TEXTABSCHNITT -
+-------+

Ich glaube, dass wir mit den Entscheidungen, die wir getroffen haben, und mit der gezeigten Solidarität, natürlich der Ukraine in dieser Richtung sehr helfen. Ich glaube, das Wichtigste, was da hilft, ist die Tatsache, dass jetzt diese große fiskalische Unterstützung real wird und auch nicht mehr aufgehalten werden kann. Das ist ein klares Zeichen an die Ukraine, eines der Solidarität für sie, und ein klares Zeichen an Putin.
Frage: Herr Bundeskanzler, Sie wissen, der Siegesplan von Herrn Selenskyj sieht eine sofortige Einladung in die NATO vor. Wie stehen Sie dazu?
Bundeskanzler Scholz: Es ergibt gar keinen Sinn, diesen Friedensplan im Einzelnen öffentlich zu diskutieren. Wir tun das natürlich intern, und ich treffe mich, wie Sie ja mitbekommen haben, ununterbrochen mit sehr vielen relevanten Akteuren. Dieser Friedensplan ist mir ja jetzt nicht heute bekannt geworden, sondern auch schon länger bekannt, auch in Details, die nicht für Sie zugänglich sind oder jedenfalls nicht zugänglich sein sollten. Insofern ist es wichtig, dass wir das genau betrachten.
Wir haben eine Ausgangslage, die Sie kennen. Zu dieser Ausgangslage gehören die guten Beschlüsse, die wir in Vilnius und Washington in Sachen NATO getroffen haben. Zu dieser Ausgangslage gehören auch unterschiedliche nationale Entscheidungen. Sie wissen, wie ich mich entschieden habe, was bestimmte Waffensysteme und die Möglichkeiten, sie einzusetzen, betrifft. Das diskutieren wir jetzt alles, was da so ist.
Frage: Herr Bundeskanzler, wenn ich Sie richtig verstanden habe, haben Sie gesagt, es sei die Erkenntnis gewachsen, dass man sich gemeinsam den Herausforderungen der Migration stellen müsse. Jetzt sprechen ja die Niederlande und Ungarn von einem Opt-out aus GEAS. Wie passt das zusammen?
Bundeskanzler Scholz: Ein Opt-out ist nicht vorgesehen. Das wissen auch beide. Die Niederländer haben es ja sogar gesagt.
Frage: Ich habe noch einmal eine Nachfrage zu der Ermordung von Herrn Sinwar. Eine kurze Einschätzung Ihrerseits? Macht es das jetzt einfacher oder schwieriger, die Geiseln in Israel zu befreien?
Wenn Sie noch einmal zum Stichwort Siegesplan antworten könnten: Warum ist es so schwierig, den Siegesplan auch in die Schlussfolgerung aufzunehmen? Warum war das nicht möglich?

+-------+

BEREITGESTELLTE DATENSÄTZE -
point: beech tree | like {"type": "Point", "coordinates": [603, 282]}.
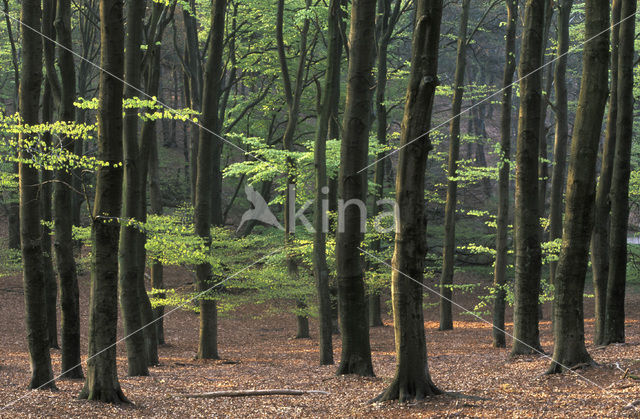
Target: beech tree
{"type": "Point", "coordinates": [131, 273]}
{"type": "Point", "coordinates": [354, 325]}
{"type": "Point", "coordinates": [568, 325]}
{"type": "Point", "coordinates": [502, 221]}
{"type": "Point", "coordinates": [209, 148]}
{"type": "Point", "coordinates": [101, 382]}
{"type": "Point", "coordinates": [600, 235]}
{"type": "Point", "coordinates": [412, 380]}
{"type": "Point", "coordinates": [527, 218]}
{"type": "Point", "coordinates": [615, 317]}
{"type": "Point", "coordinates": [449, 246]}
{"type": "Point", "coordinates": [321, 270]}
{"type": "Point", "coordinates": [30, 227]}
{"type": "Point", "coordinates": [62, 198]}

+-------+

IHRE AUFGABE -
Setzen Sie die Fragerunde mit Bundeskanzler Scholz im Anschluss an ihren letzten Satz fort.

ANTWORT ZUR AUFGABE -
Bundeskanzler Scholz: Erstens war das gar nicht geplant. Für die meisten der dort anwesenden Staats- und Regierungschefs ist es das erste Mal gewesen, dass sie diesen Plan in Einzelheiten kennenlernen konnten - das ist jetzt in diesen Tagen auch durch die Debatte im ukrainischen Parlament öffentlich geworden -, und deshalb stand das zu keiner Zeit zur Debatte. Diese Vorschläge, die dort gemacht worden sind, werden jetzt in allen möglichen Gremien von allen möglichen Personen erwogen und diskutiert.
Ich will das noch einmal dazusagen: Es gibt ja auch Haltungen und Meinungen, die Sie schon kennen, und ich habe das eben schon auf die Frage Ihres Kollegen einzugrenzen versucht.
Stellvertretende Regierungssprecherin Hoffmann: Das andere war die Frage nach Sinwar.
Bundeskanzler Scholz: Wer weiß das? Ich nicht, wahrscheinlich niemand. Deshalb, finde ich, sollte man auch nicht eine Spekulation über die Frage anstellen, ob das leichter oder schwieriger wird. Ich kann Ihnen jedenfalls sagen: Es ist furchtbar, dass diese Geiseln dort immer noch in der Gewalt der Hamas sind. Ich habe mit vielen der Angehörigen gesprochen, die wirklich bitter verzweifelt sind. In Deutschland habe ich das gemacht. Ich habe das getan, als ich bei den verschiedenen Israelbesuchen war, die ich hatte. Das waren schon sehr berührende Diskussionen, weil man nicht weiß, ob der Bruder, der Onkel, die Tante, die Mutter, der Vater noch leben, die Kinder, in welchem Zustand sie sind, ob man sie je wiedersehen wird. Deshalb ist das schon eine sehr unmenschliche Situation, der sie ausgesetzt sind. Das zeigt noch einmal, wie brutal der Angriff der Hamas war und dass es eben auch berechtigt ist, dass sich Israel gegen die Hamas zur Wehr setzt.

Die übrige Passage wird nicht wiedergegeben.